[Stored entries]
*** Block opens ***
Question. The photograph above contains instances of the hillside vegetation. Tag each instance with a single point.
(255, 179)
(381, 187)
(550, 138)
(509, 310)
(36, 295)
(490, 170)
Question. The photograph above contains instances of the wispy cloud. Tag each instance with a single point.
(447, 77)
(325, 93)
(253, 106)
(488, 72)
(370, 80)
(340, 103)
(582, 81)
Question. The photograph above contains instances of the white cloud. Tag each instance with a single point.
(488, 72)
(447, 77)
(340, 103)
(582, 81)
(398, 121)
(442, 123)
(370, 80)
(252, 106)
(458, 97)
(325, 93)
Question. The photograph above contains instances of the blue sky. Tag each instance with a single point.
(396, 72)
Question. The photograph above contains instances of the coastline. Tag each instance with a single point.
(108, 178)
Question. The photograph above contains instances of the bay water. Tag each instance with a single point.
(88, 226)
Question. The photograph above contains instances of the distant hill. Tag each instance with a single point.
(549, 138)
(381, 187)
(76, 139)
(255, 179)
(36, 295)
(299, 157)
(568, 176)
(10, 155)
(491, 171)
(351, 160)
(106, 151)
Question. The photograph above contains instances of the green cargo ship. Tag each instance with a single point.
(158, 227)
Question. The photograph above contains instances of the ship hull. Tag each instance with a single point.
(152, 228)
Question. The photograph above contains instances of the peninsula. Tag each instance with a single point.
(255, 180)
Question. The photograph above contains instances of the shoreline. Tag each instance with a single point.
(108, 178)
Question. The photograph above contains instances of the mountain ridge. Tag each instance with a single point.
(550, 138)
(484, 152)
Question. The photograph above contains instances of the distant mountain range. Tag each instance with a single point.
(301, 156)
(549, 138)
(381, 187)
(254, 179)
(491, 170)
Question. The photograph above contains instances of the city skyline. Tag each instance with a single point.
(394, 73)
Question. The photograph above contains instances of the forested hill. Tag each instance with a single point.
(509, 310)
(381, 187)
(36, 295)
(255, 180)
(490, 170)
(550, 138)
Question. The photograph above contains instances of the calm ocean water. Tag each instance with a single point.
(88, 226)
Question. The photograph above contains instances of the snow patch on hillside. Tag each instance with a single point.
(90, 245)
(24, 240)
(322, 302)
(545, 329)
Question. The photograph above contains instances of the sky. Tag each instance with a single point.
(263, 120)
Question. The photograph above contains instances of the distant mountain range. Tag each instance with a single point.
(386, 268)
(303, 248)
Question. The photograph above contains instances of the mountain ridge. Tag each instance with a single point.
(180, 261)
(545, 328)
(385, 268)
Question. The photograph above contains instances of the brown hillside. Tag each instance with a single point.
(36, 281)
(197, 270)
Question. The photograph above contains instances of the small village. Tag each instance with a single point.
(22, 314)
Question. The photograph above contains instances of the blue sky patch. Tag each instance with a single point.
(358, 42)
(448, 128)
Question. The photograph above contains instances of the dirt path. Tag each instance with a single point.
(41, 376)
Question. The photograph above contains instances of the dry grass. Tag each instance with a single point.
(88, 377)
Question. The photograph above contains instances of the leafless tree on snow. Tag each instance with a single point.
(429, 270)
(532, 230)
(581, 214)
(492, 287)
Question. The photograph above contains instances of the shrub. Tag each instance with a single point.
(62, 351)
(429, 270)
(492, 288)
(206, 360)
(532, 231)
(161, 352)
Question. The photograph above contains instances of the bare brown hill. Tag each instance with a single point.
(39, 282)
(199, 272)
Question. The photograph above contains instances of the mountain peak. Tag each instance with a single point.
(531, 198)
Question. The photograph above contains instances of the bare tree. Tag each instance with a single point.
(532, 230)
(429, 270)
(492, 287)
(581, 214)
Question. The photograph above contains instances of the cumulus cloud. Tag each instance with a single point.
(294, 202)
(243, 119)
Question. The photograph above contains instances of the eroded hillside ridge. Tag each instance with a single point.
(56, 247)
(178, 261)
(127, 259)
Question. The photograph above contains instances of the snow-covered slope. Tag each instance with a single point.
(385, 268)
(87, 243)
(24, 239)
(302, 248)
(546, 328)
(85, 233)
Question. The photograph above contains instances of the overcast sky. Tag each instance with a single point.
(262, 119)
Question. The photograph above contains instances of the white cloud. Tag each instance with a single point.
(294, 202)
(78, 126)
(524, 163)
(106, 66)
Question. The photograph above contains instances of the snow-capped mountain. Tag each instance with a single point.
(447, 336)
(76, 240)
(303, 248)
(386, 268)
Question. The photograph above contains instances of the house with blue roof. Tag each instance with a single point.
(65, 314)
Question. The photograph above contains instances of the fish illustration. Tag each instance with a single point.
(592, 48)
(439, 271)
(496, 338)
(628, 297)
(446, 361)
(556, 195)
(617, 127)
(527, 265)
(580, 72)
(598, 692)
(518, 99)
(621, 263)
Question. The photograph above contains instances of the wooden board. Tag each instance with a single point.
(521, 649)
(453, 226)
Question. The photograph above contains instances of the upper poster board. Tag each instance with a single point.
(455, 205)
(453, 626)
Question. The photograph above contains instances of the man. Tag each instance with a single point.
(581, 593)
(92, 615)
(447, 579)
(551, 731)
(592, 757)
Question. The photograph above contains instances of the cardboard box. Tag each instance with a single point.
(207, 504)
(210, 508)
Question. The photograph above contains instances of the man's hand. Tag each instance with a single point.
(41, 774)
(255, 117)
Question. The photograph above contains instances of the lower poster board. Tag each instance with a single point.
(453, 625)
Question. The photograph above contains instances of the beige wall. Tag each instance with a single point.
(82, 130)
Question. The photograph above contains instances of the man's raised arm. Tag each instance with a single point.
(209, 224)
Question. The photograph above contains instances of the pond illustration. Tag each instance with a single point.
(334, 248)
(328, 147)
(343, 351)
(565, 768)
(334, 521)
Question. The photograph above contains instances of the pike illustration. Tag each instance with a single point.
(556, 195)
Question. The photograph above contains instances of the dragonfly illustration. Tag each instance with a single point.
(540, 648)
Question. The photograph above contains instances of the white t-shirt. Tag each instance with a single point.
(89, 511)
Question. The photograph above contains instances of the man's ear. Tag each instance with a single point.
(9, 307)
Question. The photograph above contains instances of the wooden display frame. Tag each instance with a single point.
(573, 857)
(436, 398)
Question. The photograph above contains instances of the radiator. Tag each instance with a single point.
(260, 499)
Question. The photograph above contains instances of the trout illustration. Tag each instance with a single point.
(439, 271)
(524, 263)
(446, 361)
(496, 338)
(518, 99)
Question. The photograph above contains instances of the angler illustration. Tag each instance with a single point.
*** Block closes ***
How to complete this task: Take each record above and return it verbatim.

Finished task:
Question. The photograph above contains instances of the hillside vegetation. Tag each instance with a single point.
(255, 179)
(381, 187)
(550, 138)
(509, 310)
(36, 295)
(490, 170)
Question. The photograph above contains instances of the wispy cloud. Tag each instance with a single point.
(447, 77)
(325, 93)
(253, 106)
(488, 72)
(370, 80)
(340, 103)
(582, 81)
Question. The photograph above contains instances of the white cloud. Tag each instance with a single point.
(488, 72)
(447, 77)
(340, 103)
(582, 81)
(398, 121)
(442, 123)
(370, 80)
(252, 106)
(458, 97)
(325, 93)
Question. The photograph above contains instances of the blue sky. Tag each instance with a single point.
(396, 72)
Question. The photograph above contains instances of the coastline. Tag each instance with a single point.
(108, 178)
Question. The photograph above contains instances of the bay water. Tag each instance with a single point.
(88, 226)
Question. The photograph above contains instances of the distant hill. Tag each instance with a single point.
(549, 138)
(381, 187)
(76, 139)
(255, 179)
(36, 295)
(299, 157)
(568, 176)
(10, 155)
(491, 171)
(351, 160)
(106, 151)
Question. The photograph above contains instances of the green cargo ship. Tag each instance with a single point.
(158, 227)
Question. The photograph above contains instances of the ship hull. Tag each instance with a single point.
(152, 228)
Question. The photograph above contains instances of the peninsula. Tag each instance with a single point.
(255, 180)
Question. The photograph above contains instances of the shoreline. Tag each instance with a single point.
(108, 178)
Question. The photograph above contains instances of the mountain ridge. Tag each instance with a single point.
(550, 138)
(484, 152)
Question. The photograph above contains instances of the distant mountain range. Tag each instance with a single point.
(301, 156)
(549, 138)
(381, 187)
(254, 179)
(491, 170)
Question. The photograph above contains instances of the city skyline. Tag each instance with a single point.
(394, 73)
Question. The photograph above contains instances of the forested hill. Tag each instance with a single point.
(509, 310)
(381, 187)
(36, 295)
(255, 180)
(490, 170)
(550, 138)
Question. The photograph above contains instances of the calm ocean water. Tag each instance with a single point.
(88, 226)
Question. The photograph above contains instances of the snow patch on hillside. Tag each instance with a single point.
(90, 245)
(24, 240)
(322, 302)
(545, 329)
Question. The photograph above contains instances of the sky. Tag each instance with a single point.
(263, 120)
Question. The photograph above contains instances of the distant mountain range. Tag each instance with a single point.
(386, 268)
(303, 248)
Question. The photograph above contains instances of the mountain ridge. Tag each instance with a single point.
(180, 261)
(545, 328)
(385, 268)
Question. The photograph above contains instances of the brown hillside. Tag each instance with a single point.
(36, 281)
(197, 270)
Question. The photograph above contains instances of the small village. Tag each instance with a single point.
(22, 314)
Question. The photograph above contains instances of the blue sky patch. Tag each instance with a single point.
(358, 42)
(448, 128)
Question. The photograph above contains instances of the dirt path. Tag each instance with a single point.
(41, 376)
Question. The photograph above contains instances of the dry grass. Tag each instance with a single point.
(88, 377)
Question. The photograph above contains instances of the leafless tree on snow. Tag each instance with a single point.
(429, 270)
(532, 230)
(581, 214)
(492, 287)
Question. The photograph above contains instances of the shrub. Tag each instance with a single point.
(62, 351)
(429, 270)
(492, 288)
(206, 360)
(532, 231)
(161, 352)
Question. The photograph above contains instances of the bare brown hill. Tag each instance with a single point.
(39, 282)
(199, 272)
Question. The photograph above contains instances of the mountain peak. Tag each instance with a single point.
(531, 198)
Question. The photograph above contains instances of the bare tree. Tag each instance with a single point.
(532, 230)
(429, 270)
(492, 287)
(581, 214)
Question. The photograph above contains instances of the cumulus cloud. Tag each instance with a single point.
(294, 202)
(243, 119)
Question. The photograph above contains instances of the eroded hillside ridge. Tag each instance with a single point.
(56, 247)
(178, 261)
(127, 259)
Question. The photograph above contains instances of the snow-covered slope. Tag each instance with a single point.
(385, 268)
(87, 243)
(24, 239)
(302, 248)
(546, 328)
(85, 233)
Question. The photograph above contains instances of the overcast sky. Tag each instance with a single point.
(262, 119)
Question. The photograph above contains instances of the white cloud. Tag each instance with a single point.
(294, 202)
(78, 126)
(524, 163)
(106, 66)
Question. The photograph above contains instances of the snow-capped mountain. Tag each instance with a single point.
(447, 336)
(76, 240)
(303, 248)
(386, 268)
Question. The photograph above contains instances of the house with blue roof. Tag each instance with a single point.
(65, 314)
Question. The photograph above contains instances of the fish illustration. Tag each instance with a single point.
(592, 48)
(439, 271)
(496, 338)
(628, 297)
(446, 361)
(556, 195)
(617, 127)
(527, 265)
(580, 72)
(598, 692)
(518, 99)
(621, 263)
Question. The photograph above contains instances of the wooden board. Tag each instance with a single point.
(521, 649)
(453, 226)
Question. The photograph above contains instances of the upper poster board. Tag each instance with a single point.
(455, 205)
(453, 626)
Question. The photograph above contains instances of the man. Tag each instance with a single point.
(581, 593)
(92, 615)
(447, 579)
(551, 731)
(592, 757)
Question. The photograph above contains instances of the cardboard box. Tag each instance with a single point.
(207, 504)
(210, 508)
Question. The photograph above contains instances of the man's hand. Tag each instance with a single point.
(41, 774)
(255, 117)
Question. The photograph above contains instances of the lower poster board. Tag each instance with a single point.
(453, 625)
Question. The photograph above contains instances of the beige wall. Tag each instance with a single point.
(82, 130)
Question. The photograph above contains instances of the man's raised arm. Tag each instance with a single point.
(209, 224)
Question. The photograph above contains instances of the pond illustration. Tag each instance with a single point.
(334, 248)
(328, 147)
(343, 351)
(565, 768)
(334, 521)
Question. The photograph above contains instances of the pike illustration. Tag each instance with a single point.
(556, 195)
Question. The photograph above contains instances of the dragonfly illustration. Tag each instance with a single point.
(540, 648)
Question. The photograph above contains instances of the white t-shirt. Tag each instance with a single point.
(89, 511)
Question. The photograph above contains instances of the man's ear. Tag each instance with a single point.
(9, 307)
Question. The photograph above contains instances of the wooden display frame. Tag each instance with a single point.
(573, 857)
(436, 398)
Question. The photograph above contains instances of the radiator. Tag each instance with a single point.
(260, 499)
Question. The photograph above contains instances of the trout illustration. Tag each instance with a single point.
(439, 271)
(524, 263)
(446, 361)
(496, 338)
(518, 99)
Question. The photograph above contains instances of the angler illustration. Tag each instance with a single point.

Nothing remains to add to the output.